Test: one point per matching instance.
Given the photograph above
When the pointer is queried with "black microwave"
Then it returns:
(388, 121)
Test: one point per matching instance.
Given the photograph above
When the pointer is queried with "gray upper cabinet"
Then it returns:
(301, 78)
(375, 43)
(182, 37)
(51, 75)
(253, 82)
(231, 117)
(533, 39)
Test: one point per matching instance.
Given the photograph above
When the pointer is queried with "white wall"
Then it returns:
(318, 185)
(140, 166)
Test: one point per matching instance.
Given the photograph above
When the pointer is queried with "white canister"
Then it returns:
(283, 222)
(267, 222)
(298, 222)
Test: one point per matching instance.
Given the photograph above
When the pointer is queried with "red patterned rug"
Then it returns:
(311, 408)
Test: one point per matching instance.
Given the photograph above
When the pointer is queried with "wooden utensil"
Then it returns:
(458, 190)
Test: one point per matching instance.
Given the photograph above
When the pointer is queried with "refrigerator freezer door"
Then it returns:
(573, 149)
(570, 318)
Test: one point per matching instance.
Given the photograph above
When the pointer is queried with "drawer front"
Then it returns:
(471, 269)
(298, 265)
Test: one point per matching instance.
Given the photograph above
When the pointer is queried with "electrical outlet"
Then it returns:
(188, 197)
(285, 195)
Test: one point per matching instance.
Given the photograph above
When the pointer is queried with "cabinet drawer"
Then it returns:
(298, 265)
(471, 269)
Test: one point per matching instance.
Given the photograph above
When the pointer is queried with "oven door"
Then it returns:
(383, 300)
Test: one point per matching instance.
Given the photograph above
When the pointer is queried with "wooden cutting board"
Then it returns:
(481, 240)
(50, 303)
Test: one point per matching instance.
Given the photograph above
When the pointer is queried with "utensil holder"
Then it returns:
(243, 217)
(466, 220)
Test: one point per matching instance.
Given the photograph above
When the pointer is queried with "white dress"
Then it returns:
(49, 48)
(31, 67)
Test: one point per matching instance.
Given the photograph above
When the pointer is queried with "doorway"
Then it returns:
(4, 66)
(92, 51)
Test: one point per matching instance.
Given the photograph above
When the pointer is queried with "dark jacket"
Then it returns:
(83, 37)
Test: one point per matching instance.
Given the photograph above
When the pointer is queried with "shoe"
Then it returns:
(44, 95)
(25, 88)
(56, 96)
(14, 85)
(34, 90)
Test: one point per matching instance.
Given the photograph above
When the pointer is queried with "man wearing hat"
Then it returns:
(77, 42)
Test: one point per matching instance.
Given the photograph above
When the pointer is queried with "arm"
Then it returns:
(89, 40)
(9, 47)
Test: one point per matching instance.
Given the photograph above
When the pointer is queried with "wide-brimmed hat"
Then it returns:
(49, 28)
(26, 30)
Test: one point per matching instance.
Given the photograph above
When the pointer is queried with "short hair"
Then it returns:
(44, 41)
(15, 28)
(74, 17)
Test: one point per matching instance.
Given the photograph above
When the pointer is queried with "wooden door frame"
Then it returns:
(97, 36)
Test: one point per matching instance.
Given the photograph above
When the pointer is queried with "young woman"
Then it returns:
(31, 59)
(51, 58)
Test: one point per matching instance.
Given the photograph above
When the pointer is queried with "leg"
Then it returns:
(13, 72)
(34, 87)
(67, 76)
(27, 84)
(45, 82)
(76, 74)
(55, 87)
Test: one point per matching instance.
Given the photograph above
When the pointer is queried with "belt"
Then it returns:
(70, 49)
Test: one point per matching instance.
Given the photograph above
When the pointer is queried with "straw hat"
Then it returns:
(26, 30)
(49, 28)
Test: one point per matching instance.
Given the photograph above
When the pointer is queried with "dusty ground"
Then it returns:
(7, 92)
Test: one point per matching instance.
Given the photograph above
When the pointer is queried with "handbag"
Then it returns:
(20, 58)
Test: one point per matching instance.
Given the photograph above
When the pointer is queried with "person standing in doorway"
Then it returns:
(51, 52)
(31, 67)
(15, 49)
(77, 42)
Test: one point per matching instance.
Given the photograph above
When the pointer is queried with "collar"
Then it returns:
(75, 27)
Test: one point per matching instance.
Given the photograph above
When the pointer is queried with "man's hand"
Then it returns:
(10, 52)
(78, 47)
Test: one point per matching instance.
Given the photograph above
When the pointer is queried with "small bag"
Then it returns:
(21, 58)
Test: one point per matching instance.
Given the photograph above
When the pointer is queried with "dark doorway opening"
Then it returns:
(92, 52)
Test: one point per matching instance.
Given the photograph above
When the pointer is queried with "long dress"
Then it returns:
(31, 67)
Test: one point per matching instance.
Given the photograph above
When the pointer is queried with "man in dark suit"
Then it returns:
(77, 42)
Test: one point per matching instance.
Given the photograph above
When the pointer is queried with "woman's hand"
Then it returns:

· · ·

Output the listing above word for word.

Test: one point per matching instance.
Given the photograph above
When the pointer is queried with "black microwave"
Then it returns:
(388, 121)
Test: one point per matching instance.
Given the photograph above
When the pointer is queried with "gray upper cabinet"
Then it returns:
(301, 78)
(375, 43)
(182, 37)
(51, 75)
(253, 82)
(231, 117)
(533, 39)
Test: one point per matching instance.
Given the photograph above
When the pointer is queried with "white wall"
Then it returns:
(318, 185)
(140, 166)
Test: one point per matching instance.
Given the photograph above
When the pointer is queried with "white canister"
Then it returns:
(283, 222)
(267, 222)
(298, 222)
Test: one point per matching instance.
Given the photograph above
When the pointer is queried with "red patterned rug"
Then it returns:
(311, 408)
Test: one point per matching instance.
Given the photograph above
When the pointer is queried with "wooden utensil"
Then it returns:
(458, 190)
Test: one point per matching instance.
Given the photograph above
When the pointer is queried with "refrigerator freezer door"
Then it returns:
(573, 149)
(570, 318)
Test: one point per matching instance.
Given the photograph above
When the pointer is queried with "drawer front"
Then it returns:
(471, 269)
(298, 265)
Test: one point per matching instance.
Given the photograph above
When the pointer is queried with "electrical outlet"
Then it returns:
(188, 197)
(285, 195)
Test: one point per matching instance.
Given the photograph above
When the pointer is queried with "cabinet drawer"
Then it returns:
(298, 265)
(471, 269)
Test: one point per matching instance.
Given the photograph above
When the pointer is queried with "oven door"
Then it returns:
(383, 300)
Test: one point per matching instance.
Given the photograph above
When the pointer is queried with "wooden cutting board"
Then it returns:
(481, 240)
(50, 303)
Test: one point per matching instance.
Given the photograph above
When the pointer is queried with "utensil holder"
Then it returns:
(243, 217)
(466, 220)
Test: one point per matching instance.
Given the photograph above
When the pointer is queried with "white dress"
Then it returns:
(49, 48)
(31, 67)
Test: one point per matching instance.
Given the photograph above
When the pointer is queried with "doorway"
Then it returns:
(4, 66)
(92, 51)
Test: one point per matching instance.
Given the photograph above
When the pointer is queried with "dark jacket"
Then it returns:
(83, 37)
Test: one point per matching instance.
Given the photograph above
When the pointer is queried with "shoe"
Then it returns:
(44, 95)
(25, 88)
(56, 96)
(14, 85)
(34, 90)
Test: one point per matching instance.
Given the photograph above
When the pointer is queried with "man wearing hat"
Then it returns:
(77, 42)
Test: one point per matching instance.
Given the photograph above
When the pointer is queried with "arm"
Then it returns:
(89, 40)
(9, 47)
Test: one point per matching instance.
Given the photograph above
When the pointer is queried with "wide-brimmed hat"
Then it returns:
(49, 28)
(26, 30)
Test: one point per matching instance.
Given the photograph above
When the pointer is queried with "short hair"
Then it returns:
(44, 41)
(15, 28)
(74, 17)
Test: one point per matching instance.
Given the photograph above
When the pointer is queried with "wooden door frame"
Then it returns:
(97, 36)
Test: one point per matching instance.
Given the photograph above
When the pointer is queried with "young woman"
Then it returns:
(31, 59)
(51, 58)
Test: one point per matching instance.
Given the photograph above
When the pointer is queried with "leg"
Then it returns:
(13, 72)
(34, 87)
(67, 76)
(27, 84)
(45, 82)
(76, 74)
(55, 87)
Test: one point per matching instance.
Given the photograph above
When the pointer is queried with "belt"
Then it returns:
(70, 49)
Test: one point per matching instance.
Given the photograph above
When the pointer is queried with "straw hat"
Then it returns:
(26, 30)
(49, 28)
Test: one point per matching instance.
Given the photograph above
When the pointer is queried with "dusty ground"
Then it returns:
(7, 92)
Test: one point per matching instance.
Given the photograph above
When the pointer is queried with "handbag"
Then it returns:
(20, 58)
Test: one point per matching instance.
Given the photograph above
When the pointer is queried with "person standing in doorway"
Then it returns:
(51, 52)
(31, 67)
(15, 49)
(77, 42)
Test: one point per matching instance.
Given the photograph above
When the pointer is queried with "collar"
Then it returns:
(75, 27)
Test: one point per matching instance.
Given the photograph above
When the pointer is queried with "man's hand"
Then it returns:
(10, 52)
(78, 47)
Test: one point per matching instance.
Given the photograph above
When the pointer is queried with "small bag"
Then it returns:
(21, 58)
Test: one point per matching instance.
Given the photograph above
When the pointer is queried with "dark doorway opening"
Then it returns:
(92, 52)
Test: one point per matching instance.
Given the photograph above
When the pointer is queried with "long dress"
Then it returns:
(31, 67)
Test: one point per matching instance.
Given the photograph above
When the pointer is queried with "man in dark suit"
Then it returns:
(77, 42)
Test: one point per matching instance.
Given the photograph above
When the pointer is queried with "woman's hand"
Then it returns:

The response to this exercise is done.